Caro leitor, escrevi
Tudo que no livro achei
Só fiz rimar a história
Nada aqui acrescentei
Na história grande dela
Muitas coisas consultei.

A história da donzela contada por Leandro Gomes de Barros remonta, segundo a professora e mestra em Letras Francisca Neuma Fechine Borges, ao século XI I I , sendo transmitida por meio da tradição oral, de versos e de prosa.

Em Portugal, continua sendo a de 1712, a primeira edição documentada da História da Donzella Theodora em que trata de sua grande formosura e sabedoria, traduzida por Carlos Ferreira Lisbonense, já mencionada em Cinco livros do povo (CASCUDO, 1953, p. 37-59).

Enredo

A História da Donzela Teodora conta como uma jovem que seria vendida como escrava foi salva por um comerciante húngaro, que viu na moça traços de fidalguia e de honestidade.

Eis a real descrição
Da história da donzela
Dos sábios qu ela venceu
E a aposta ganha por ela
Tirado tudo direito
Da história grande dela.

Houve no reino de Tunis
Um grande negociante
Era natural da Hungria
E negociava ambulante
A quem podia chamar-se
Uma alma pura e constante.

Andando um dia na rua
Numa praça pôde ver
Uma donzela cristã
Ali para se vender
O mercador vendo aquilo
Não pode mais se conter.

Tinha as feições de fidalga
Era uma espanhola bela
Ele perguntou ao mouro
Quanto queria por ela
Entraram então em negócio
Negociaram a donzela.

O húngaro conheceu nela
Formato de fidalguia
Mandou educá-la bem
Na melhor escola que havia
Em pouco tempo ela soube
O que ninguém mas sabia.

Comentário: o espaço que nos é apresentado é um certo reino de Tunis. Esse espaço indefinido, não preciso, nebuloso, é característico das antigas narrativas populares de príncipes e princesas encantadas, assim como de heróis memoráveis. O rico e bondoso comerciante adota a jovem como sua filha, dando-lhe condições para desenvolver sua inteligência nata. O húngaro financia o acesso da jovem ao mundo do saber e ela não o decepciona, visto que acaba por dar aula aos seus mestres.

Mandou ensinar primeiro
Música e filosofia
Ela sem mestre aprendeu
Física e astrologia
Descrever com distinção
História e anatomia.

#### [Tarefa]
Transcreva do texto de leitura, sem alterações, o trecho que vai de “A história da donzela contada” até “e de honestidade.”, incluindo essas palavras. Os registros não têm relação com o texto de leitura.

#### [Registros]
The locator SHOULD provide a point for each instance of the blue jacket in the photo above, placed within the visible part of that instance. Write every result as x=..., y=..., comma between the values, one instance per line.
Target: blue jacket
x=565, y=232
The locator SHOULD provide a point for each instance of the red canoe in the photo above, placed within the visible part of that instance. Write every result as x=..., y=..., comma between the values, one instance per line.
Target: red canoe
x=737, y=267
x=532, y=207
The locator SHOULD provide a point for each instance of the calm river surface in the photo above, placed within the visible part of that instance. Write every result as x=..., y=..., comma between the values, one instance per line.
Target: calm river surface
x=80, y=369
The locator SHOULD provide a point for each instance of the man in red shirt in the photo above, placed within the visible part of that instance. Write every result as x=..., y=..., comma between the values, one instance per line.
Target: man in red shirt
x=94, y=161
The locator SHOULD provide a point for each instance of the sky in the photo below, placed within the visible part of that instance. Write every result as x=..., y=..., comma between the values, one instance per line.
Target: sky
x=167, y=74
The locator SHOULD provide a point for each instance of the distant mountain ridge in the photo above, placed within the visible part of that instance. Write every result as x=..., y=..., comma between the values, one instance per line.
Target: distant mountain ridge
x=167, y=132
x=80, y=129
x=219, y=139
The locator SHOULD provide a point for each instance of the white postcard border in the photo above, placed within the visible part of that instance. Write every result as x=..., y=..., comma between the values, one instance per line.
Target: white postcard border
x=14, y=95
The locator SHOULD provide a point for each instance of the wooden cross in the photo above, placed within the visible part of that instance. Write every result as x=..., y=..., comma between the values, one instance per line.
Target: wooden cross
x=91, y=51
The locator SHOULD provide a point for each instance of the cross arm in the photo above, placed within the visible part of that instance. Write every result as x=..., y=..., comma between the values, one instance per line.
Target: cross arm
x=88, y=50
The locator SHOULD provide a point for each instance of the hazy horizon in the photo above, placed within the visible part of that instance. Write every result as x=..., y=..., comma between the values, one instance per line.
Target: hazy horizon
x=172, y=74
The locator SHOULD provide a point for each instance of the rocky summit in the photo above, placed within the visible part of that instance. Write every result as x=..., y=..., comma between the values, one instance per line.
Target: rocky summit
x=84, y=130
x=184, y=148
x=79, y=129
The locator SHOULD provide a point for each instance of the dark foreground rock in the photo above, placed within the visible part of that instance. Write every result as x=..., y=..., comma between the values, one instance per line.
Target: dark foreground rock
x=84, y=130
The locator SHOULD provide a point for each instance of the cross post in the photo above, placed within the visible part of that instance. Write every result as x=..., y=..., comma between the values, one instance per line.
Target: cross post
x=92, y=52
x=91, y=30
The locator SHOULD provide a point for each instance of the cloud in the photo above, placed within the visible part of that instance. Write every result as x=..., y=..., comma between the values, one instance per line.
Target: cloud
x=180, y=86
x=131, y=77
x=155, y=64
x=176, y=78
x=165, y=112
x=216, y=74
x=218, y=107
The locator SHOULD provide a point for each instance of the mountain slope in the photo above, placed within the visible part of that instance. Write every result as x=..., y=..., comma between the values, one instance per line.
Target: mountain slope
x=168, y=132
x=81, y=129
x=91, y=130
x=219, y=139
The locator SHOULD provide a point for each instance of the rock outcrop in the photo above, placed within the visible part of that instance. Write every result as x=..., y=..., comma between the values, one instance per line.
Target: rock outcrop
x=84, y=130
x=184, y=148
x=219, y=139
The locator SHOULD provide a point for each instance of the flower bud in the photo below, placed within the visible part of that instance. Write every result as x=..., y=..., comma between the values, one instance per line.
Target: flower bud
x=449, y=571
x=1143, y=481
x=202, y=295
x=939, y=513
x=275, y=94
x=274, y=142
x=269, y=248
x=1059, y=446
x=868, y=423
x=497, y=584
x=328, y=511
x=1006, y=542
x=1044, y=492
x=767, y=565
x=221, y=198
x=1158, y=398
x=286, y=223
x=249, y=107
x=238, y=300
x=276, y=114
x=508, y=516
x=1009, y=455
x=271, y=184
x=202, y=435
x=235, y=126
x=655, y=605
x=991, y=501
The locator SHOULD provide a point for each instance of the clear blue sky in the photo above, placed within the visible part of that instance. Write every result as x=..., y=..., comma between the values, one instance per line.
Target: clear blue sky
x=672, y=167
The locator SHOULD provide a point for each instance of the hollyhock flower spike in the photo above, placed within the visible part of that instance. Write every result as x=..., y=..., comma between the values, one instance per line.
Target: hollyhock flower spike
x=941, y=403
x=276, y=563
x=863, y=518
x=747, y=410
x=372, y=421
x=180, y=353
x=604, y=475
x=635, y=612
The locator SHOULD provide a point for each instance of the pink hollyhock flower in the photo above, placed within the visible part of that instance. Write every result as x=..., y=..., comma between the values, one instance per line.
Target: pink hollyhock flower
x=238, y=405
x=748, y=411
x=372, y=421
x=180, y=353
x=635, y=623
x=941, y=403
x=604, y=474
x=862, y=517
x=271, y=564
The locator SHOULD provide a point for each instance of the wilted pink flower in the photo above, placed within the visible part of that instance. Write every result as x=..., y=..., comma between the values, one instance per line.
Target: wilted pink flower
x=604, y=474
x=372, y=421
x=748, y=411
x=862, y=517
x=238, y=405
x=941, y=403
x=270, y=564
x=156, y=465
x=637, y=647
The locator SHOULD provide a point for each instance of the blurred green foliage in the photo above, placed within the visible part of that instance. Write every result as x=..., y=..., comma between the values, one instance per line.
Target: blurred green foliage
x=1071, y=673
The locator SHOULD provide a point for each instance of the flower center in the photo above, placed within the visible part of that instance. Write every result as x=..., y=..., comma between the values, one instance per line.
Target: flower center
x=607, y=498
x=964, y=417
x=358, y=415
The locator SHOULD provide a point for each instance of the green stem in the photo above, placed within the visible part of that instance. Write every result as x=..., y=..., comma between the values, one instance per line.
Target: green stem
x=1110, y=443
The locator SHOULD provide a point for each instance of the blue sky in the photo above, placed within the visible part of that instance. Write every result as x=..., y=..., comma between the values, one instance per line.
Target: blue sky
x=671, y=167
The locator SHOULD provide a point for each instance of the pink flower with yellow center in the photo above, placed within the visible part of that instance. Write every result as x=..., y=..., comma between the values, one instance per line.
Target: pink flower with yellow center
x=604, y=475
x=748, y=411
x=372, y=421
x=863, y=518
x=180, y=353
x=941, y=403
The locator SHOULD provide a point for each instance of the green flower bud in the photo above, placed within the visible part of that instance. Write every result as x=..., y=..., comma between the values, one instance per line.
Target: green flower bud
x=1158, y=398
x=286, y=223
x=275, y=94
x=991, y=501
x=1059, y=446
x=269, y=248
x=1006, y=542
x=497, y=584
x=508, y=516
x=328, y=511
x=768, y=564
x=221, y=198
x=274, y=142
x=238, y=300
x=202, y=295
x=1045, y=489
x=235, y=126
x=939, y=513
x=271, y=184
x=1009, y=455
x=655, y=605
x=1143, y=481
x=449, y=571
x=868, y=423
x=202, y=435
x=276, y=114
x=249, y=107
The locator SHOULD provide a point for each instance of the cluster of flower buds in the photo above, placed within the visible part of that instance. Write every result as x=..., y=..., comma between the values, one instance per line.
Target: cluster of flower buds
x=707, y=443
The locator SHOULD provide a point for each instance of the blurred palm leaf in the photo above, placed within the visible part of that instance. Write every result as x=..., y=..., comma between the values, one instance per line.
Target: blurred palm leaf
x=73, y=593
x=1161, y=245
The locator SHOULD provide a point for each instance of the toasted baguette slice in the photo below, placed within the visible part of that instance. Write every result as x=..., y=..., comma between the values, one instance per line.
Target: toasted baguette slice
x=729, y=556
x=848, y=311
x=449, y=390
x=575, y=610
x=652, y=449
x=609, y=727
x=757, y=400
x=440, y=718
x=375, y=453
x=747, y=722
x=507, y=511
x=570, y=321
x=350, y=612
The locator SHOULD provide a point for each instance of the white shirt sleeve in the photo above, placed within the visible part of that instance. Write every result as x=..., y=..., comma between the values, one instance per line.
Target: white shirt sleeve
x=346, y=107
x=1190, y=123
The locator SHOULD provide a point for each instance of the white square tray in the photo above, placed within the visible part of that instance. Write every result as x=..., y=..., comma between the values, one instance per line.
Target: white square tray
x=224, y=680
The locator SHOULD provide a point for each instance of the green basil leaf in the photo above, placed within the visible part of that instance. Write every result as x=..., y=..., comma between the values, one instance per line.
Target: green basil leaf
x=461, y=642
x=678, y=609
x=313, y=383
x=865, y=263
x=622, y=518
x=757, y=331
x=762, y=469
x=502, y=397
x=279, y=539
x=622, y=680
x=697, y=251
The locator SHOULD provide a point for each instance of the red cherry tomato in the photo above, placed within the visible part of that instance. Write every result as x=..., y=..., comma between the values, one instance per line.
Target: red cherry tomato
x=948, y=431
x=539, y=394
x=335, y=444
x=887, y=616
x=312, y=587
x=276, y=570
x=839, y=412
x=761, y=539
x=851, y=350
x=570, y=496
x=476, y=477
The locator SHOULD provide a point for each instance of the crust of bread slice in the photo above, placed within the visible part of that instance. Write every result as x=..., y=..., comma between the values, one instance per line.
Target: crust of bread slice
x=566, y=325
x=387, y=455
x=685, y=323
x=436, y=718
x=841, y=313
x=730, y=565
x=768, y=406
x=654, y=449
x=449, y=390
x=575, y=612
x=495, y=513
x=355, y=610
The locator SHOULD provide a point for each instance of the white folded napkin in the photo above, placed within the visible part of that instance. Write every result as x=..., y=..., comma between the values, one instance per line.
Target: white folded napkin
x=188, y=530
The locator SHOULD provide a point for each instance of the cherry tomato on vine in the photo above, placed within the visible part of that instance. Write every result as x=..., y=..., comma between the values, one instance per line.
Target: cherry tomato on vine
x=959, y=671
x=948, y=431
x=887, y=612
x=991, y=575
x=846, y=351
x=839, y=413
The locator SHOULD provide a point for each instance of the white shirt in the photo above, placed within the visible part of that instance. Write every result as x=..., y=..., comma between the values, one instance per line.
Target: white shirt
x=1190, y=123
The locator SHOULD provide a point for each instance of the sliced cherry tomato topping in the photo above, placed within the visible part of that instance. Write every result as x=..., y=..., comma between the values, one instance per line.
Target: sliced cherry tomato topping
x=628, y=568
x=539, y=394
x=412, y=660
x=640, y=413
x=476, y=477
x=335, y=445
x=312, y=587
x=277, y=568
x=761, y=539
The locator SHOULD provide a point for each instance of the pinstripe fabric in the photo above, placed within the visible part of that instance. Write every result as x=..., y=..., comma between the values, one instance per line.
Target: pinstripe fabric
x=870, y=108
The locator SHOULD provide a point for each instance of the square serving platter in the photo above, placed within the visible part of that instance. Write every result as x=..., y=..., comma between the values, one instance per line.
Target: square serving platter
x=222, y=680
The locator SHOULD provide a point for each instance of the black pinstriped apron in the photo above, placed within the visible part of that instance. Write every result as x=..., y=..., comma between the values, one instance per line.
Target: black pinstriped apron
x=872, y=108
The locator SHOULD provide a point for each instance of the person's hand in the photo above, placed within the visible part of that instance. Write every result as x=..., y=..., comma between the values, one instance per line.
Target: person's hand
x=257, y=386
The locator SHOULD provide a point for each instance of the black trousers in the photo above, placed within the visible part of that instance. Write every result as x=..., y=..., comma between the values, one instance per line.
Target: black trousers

#### [Resolução do exercício]
A história da donzela contada por Leandro Gomes de Barros remonta, segundo a professora e mestra em Letras Francisca Neuma Fechine Borges, ao século XI I I , sendo transmitida por meio da tradição oral, de versos e de prosa.

Em Portugal, continua sendo a de 1712, a primeira edição documentada da História da Donzella Theodora em que trata de sua grande formosura e sabedoria, traduzida por Carlos Ferreira Lisbonense, já mencionada em Cinco livros do povo (CASCUDO, 1953, p. 37-59).

Enredo

A História da Donzela Teodora conta como uma jovem que seria vendida como escrava foi salva por um comerciante húngaro, que viu na moça traços de fidalguia e de honestidade.